[Location labeling records]
------

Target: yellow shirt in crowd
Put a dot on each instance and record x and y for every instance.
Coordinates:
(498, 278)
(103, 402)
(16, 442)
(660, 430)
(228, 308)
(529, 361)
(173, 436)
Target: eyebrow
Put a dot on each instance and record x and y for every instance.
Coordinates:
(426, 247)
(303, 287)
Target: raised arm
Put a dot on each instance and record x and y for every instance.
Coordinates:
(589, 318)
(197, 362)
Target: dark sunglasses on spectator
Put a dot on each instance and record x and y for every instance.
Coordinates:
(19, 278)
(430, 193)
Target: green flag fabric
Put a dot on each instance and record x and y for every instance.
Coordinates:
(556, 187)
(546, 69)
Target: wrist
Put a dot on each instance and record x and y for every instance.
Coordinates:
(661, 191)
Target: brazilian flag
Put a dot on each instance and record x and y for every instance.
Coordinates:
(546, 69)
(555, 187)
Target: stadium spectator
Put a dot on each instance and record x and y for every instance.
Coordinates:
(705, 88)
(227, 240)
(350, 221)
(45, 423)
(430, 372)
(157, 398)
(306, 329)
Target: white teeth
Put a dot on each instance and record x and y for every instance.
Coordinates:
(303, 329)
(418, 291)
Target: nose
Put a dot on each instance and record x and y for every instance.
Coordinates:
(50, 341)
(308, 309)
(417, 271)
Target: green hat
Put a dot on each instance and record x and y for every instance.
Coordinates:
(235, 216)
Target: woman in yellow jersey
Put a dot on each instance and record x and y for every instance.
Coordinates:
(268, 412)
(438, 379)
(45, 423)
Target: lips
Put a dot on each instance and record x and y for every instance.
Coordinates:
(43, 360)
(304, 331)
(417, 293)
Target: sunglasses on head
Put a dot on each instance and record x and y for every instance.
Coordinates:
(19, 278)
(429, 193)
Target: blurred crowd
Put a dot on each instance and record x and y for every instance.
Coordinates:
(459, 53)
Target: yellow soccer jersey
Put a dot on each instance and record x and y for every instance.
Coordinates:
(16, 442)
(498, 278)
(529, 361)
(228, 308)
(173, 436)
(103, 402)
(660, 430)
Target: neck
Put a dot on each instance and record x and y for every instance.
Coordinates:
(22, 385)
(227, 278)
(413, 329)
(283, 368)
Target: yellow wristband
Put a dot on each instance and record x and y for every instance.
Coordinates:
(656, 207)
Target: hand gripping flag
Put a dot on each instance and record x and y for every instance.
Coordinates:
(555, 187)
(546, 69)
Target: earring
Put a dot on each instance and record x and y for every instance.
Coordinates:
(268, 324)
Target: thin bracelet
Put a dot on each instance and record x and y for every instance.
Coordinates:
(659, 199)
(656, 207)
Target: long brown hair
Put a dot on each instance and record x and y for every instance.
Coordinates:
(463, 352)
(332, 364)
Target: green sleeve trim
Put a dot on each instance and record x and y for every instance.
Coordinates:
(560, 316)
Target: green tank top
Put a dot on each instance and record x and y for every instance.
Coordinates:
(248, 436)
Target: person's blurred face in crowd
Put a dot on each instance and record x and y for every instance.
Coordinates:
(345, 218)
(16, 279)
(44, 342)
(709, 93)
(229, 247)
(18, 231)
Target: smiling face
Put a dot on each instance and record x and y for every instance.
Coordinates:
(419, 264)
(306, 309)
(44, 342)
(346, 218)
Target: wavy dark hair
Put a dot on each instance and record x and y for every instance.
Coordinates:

------

TASK BRIEF: Repeat every line of the data, exactly and in full.

FINISHED ANSWER:
Target: yellow shirt in crowd
Put a dot on each instance and record x and y for every instance.
Coordinates:
(498, 278)
(103, 402)
(16, 442)
(660, 430)
(228, 308)
(529, 361)
(173, 436)
Target: eyebrow
Put a dot on each instance and record x and y for every instance.
Coordinates:
(426, 247)
(303, 287)
Target: raised arm
Put a dot on each instance and record x and y for every instance.
Coordinates:
(589, 318)
(197, 362)
Target: dark sunglasses on spectator
Put a dot on each instance and record x and y for every instance.
Coordinates:
(19, 278)
(430, 193)
Target: green flag fabric
Put a dot on each instance and record x and y for every instance.
Coordinates:
(556, 187)
(546, 69)
Target: wrist
Put a dot on each instance and record x and y for every instance.
Coordinates:
(661, 191)
Target: brazilian flag
Put a dot on each instance and record x and y for every instance.
Coordinates:
(546, 69)
(555, 187)
Target: stadium spectator
Put a dot on each instance and record x and y for every instance.
Coordinates:
(705, 88)
(227, 240)
(350, 221)
(45, 423)
(430, 372)
(157, 398)
(306, 329)
Target: white teeth
Put a dot on each instance and record x and y for every instance.
Coordinates:
(303, 329)
(418, 291)
Target: nose
Put a dot on each instance and record x and y for every instance.
Coordinates:
(50, 341)
(308, 309)
(417, 271)
Target: green hat
Put a dot on each instance and record x and y for every instance.
Coordinates:
(235, 216)
Target: woman in yellow jersey
Put a dot on each instance and record x and y for every instance.
Coordinates:
(268, 412)
(438, 379)
(45, 423)
Target: lips
Put a dot on each instance and record x and y for every instance.
Coordinates:
(43, 360)
(304, 331)
(417, 293)
Target: sunglasses on head
Put a dot on each instance and record x and y for every instance.
Coordinates:
(19, 278)
(429, 193)
Target: blurred crowd
Put a dot on each instance and record x and y for every instance.
Coordinates:
(459, 53)
Target: yellow soccer jersey
Put a dot on each instance and record x and y for every instance.
Coordinates:
(16, 442)
(498, 278)
(529, 361)
(228, 308)
(173, 436)
(103, 402)
(660, 430)
Target: neck
Put a dot on each instance and record x and y for every instance.
Coordinates:
(22, 385)
(227, 278)
(413, 329)
(283, 368)
Target: yellow wristband
Put a dot on each instance and record x and y for every instance.
Coordinates:
(656, 207)
Target: hand gripping flag
Put a dot on each instance and record x and y for every instance.
Coordinates:
(555, 187)
(546, 69)
Target: earring
Put a dot on each instance and record x and y for every instance.
Coordinates:
(268, 324)
Target: thin bracelet
Put a dot on each instance and record x and y for every instance.
Coordinates:
(659, 199)
(656, 207)
Target: long brown hair
Put a dot on each instance and record x and y for every instance.
Coordinates:
(463, 352)
(332, 364)
Target: green sleeve trim
Put a dot on each instance and record x and y for every instance.
Coordinates:
(560, 316)
Target: green tank top
Put a dot on each instance and record x and y for every instance.
Coordinates:
(248, 436)
Target: person's blurred face in crowd
Put a dot on each instance and record x and y for every instance.
Coordinates:
(345, 218)
(16, 279)
(44, 342)
(709, 93)
(229, 247)
(18, 231)
Target: smiling face
Put a dot on each instance and record x and y for every instance.
Coordinates:
(419, 264)
(306, 309)
(44, 342)
(346, 218)
Target: wavy dark hair
Put a dot on each instance and record x and y for every instance.
Coordinates:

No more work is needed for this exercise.